**TEXTO FORNECIDO**
---

Por Claudio Conceição, do Rio de Janeiro

Vilma da Conceição Pinto, diretora da Instituição Fiscal Independente (IFI) e ex-pesquisadora do FGV IBRE, é uma das principais economistas que acompanham as contas públicas do país. Referência para muitos de seus pares, Vilma, nova colunista da revista Conjuntura Econômica, onde irá escrever a cada dois meses, tem alertado sobre os desafios que pairam este ano sobre o Regime Fiscal Sustentável (RFS), criado por Lei Complementar em 30 de agosto do ano passado, com o objetivo de garantir a trajetória da dívida pública em relação ao PIB, preservando os investimentos públicos e alguns gastos prioritários.

No caso dos investimentos públicos, o quadro é muito ruim. Como publicado no Observatório de Política Fiscal, embora em 2022 as despesas com investimentos públicos tenham apresentado uma leve recuperação, chegando a 2,53% do PIB, ante os 2,02% de 2021, elas continuam muito aquém do necessário, oscilando em torno das mínimas históricas. Ainda não há dados para 2023, pois as informações dos Estados e municípios são muito defasadas.

Também os investimentos totais na economia permanecem muito baixos: no ano passado, foram de 18,82% em relação ao PIB, ligeiramente abaixo dos 18,90% do ano anterior. Mas houve uma recuperação, se olharmos o que aconteceu em 2020, quando os investimentos despencaram para 16,56%, em boa parte pelos efeitos da pandemia que paralisou a atividade econômica. Os números oficiais de 2023 só devem sair após a divulgação do PIB do ano passado pelo IBGE, o que vai ocorrer no começo de março. Mas a sensação de grande parte dos economistas é de que os investimentos voltaram a cair, com perspectivas ao redor dos 17% do PIB.

Investimentos (em % do PIB)


Fonte: IBGE – Contas Nacionais. Observatório de Política Fiscal.

---

**TRECHOS DA LISTAGEM**
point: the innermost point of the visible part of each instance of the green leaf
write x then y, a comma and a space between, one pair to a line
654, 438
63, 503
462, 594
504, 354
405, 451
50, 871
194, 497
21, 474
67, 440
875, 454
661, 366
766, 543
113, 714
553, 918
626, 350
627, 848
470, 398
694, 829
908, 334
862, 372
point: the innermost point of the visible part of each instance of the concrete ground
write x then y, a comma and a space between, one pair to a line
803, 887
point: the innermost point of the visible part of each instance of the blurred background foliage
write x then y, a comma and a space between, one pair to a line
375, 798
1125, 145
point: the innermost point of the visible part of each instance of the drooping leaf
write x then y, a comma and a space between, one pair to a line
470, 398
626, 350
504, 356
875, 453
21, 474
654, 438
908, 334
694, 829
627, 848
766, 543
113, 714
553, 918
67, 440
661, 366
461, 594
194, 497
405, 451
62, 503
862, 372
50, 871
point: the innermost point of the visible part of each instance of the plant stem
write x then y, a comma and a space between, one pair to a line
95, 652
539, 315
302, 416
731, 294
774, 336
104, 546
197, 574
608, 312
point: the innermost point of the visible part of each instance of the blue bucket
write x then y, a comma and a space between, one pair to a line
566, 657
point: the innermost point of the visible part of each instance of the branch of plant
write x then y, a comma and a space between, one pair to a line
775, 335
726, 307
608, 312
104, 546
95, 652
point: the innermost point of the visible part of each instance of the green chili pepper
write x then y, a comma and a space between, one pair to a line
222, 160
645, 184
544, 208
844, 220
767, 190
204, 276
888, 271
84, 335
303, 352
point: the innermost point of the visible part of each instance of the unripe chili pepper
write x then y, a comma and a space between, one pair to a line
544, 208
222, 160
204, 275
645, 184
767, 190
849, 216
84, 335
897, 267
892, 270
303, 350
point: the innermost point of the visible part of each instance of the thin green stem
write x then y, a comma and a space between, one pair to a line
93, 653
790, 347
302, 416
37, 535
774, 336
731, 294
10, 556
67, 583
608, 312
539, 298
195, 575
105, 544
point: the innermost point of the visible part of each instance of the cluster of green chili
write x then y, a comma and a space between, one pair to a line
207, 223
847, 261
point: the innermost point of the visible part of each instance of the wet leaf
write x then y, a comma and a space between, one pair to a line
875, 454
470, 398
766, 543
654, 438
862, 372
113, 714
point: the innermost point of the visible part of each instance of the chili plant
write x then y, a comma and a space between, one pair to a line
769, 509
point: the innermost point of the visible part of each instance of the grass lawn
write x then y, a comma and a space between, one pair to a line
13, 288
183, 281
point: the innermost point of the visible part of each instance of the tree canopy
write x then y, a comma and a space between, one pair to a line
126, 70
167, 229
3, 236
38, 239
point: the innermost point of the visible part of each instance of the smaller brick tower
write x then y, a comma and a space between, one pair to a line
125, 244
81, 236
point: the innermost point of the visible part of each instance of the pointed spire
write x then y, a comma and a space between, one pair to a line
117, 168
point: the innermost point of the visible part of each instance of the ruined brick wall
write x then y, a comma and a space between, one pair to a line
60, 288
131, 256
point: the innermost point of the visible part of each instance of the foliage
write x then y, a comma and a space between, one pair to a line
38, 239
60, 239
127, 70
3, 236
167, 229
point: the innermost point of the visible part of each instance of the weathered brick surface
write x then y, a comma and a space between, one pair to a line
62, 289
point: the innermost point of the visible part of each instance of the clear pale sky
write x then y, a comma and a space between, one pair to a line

---

**TAREFAS OBRIGATÓRIAS**
**a)** Segundo o texto sobre investimentos públicos, qual foi o percentual do PIB atingido pelas despesas com investimentos públicos em 2022?
**b)** Reproduza o trecho do texto sobre investimentos públicos que começa nas palavras "No caso dos" e termina depois de "são muito defasadas.".

**RESPOSTAS DAS TAREFAS**
**a)** 2,53% do PIB.

**b)**
No caso dos investimentos públicos, o quadro é muito ruim. Como publicado no Observatório de Política Fiscal, embora em 2022 as despesas com investimentos públicos tenham apresentado uma leve recuperação, chegando a 2,53% do PIB, ante os 2,02% de 2021, elas continuam muito aquém do necessário, oscilando em torno das mínimas históricas. Ainda não há dados para 2023, pois as informações dos Estados e municípios são muito defasadas.